> _Task goal_
Would you write the data out once more, exactly as it is?
━━━ Material supplied
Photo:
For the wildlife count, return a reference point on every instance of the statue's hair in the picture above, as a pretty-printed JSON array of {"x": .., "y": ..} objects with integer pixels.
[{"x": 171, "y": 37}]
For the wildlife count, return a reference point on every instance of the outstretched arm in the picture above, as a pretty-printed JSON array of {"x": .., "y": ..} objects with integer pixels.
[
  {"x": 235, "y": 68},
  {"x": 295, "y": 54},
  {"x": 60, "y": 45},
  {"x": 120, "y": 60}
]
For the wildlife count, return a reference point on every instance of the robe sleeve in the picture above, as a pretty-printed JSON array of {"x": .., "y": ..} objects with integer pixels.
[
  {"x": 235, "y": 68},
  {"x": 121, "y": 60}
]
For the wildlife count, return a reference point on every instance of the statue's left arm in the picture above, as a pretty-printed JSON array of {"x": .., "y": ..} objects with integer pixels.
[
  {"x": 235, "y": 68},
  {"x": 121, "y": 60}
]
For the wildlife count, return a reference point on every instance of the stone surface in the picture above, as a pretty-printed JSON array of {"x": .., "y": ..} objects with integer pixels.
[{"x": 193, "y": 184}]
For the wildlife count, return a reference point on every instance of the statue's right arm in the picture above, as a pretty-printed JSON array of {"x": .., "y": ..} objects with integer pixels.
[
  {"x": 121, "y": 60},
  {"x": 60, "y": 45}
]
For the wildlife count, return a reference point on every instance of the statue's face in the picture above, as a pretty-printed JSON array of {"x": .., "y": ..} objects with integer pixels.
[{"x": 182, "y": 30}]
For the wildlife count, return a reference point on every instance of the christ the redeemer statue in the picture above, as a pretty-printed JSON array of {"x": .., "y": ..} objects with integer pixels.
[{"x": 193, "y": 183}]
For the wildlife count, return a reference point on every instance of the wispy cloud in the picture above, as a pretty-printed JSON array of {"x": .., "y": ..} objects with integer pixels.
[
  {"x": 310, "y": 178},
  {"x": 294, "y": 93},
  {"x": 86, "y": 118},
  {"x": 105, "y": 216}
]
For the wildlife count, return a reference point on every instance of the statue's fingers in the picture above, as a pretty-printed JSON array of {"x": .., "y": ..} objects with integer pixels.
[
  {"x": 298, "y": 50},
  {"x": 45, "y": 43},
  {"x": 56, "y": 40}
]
━━━━━━
> _Answer to the exercise_
Photo:
For the wildlife count, return a reference point on every instance of the statue's hair in the picture above, as a pretty-printed JSON array of {"x": .., "y": ..} objects with integer pixels.
[{"x": 171, "y": 37}]
For the wildlife count, return a reference point on every instance of the outstretched arm in the picture above, as a pretty-printed JSON array of {"x": .., "y": ..} objects with integer pixels.
[
  {"x": 235, "y": 68},
  {"x": 295, "y": 54},
  {"x": 60, "y": 45},
  {"x": 120, "y": 60}
]
For the wildlife count, return a reference point on every instance of the robe sleeve in the picture above, as a pretty-printed JSON array of {"x": .., "y": ..} objects with integer pixels.
[
  {"x": 235, "y": 68},
  {"x": 121, "y": 60}
]
For the wildlife count, return a reference point on every instance of the statue's left arm in the picture above, as a pretty-printed JSON array of {"x": .., "y": ..} objects with integer pixels.
[
  {"x": 235, "y": 68},
  {"x": 121, "y": 60}
]
For the wildlife count, return a reference point on every instance of the stone surface in the picture above, as a pretty-printed JSON array of {"x": .., "y": ..} objects with integer pixels.
[{"x": 193, "y": 184}]
For the wildlife count, return a reference point on every instance of the statue's right arm in the picture above, as a pretty-printed JSON array of {"x": .., "y": ..} objects with integer pixels.
[
  {"x": 121, "y": 60},
  {"x": 60, "y": 45}
]
For the wildlife count, return a reference point on every instance of the statue's face in the picture above, as a pretty-printed JSON array of {"x": .., "y": ..} objects with integer pixels.
[{"x": 182, "y": 30}]
For the wildlife count, return a reference point on every instance of the christ the redeemer statue in the picture above, as a pretty-printed JSON array of {"x": .., "y": ..} objects with integer pixels.
[{"x": 193, "y": 183}]
For the wildlife count, return a reference point on every instance of the wispy cloud in the picture above, as a pretty-printed JSON array of {"x": .., "y": ..} objects with integer pixels.
[
  {"x": 310, "y": 178},
  {"x": 294, "y": 93},
  {"x": 86, "y": 118},
  {"x": 105, "y": 216}
]
For the wildlife count, return a reference point on every instance of the statue's fingers in the picture above, as a pretty-printed JSON array of {"x": .., "y": ..} objects with integer pixels.
[
  {"x": 298, "y": 50},
  {"x": 45, "y": 43},
  {"x": 56, "y": 40}
]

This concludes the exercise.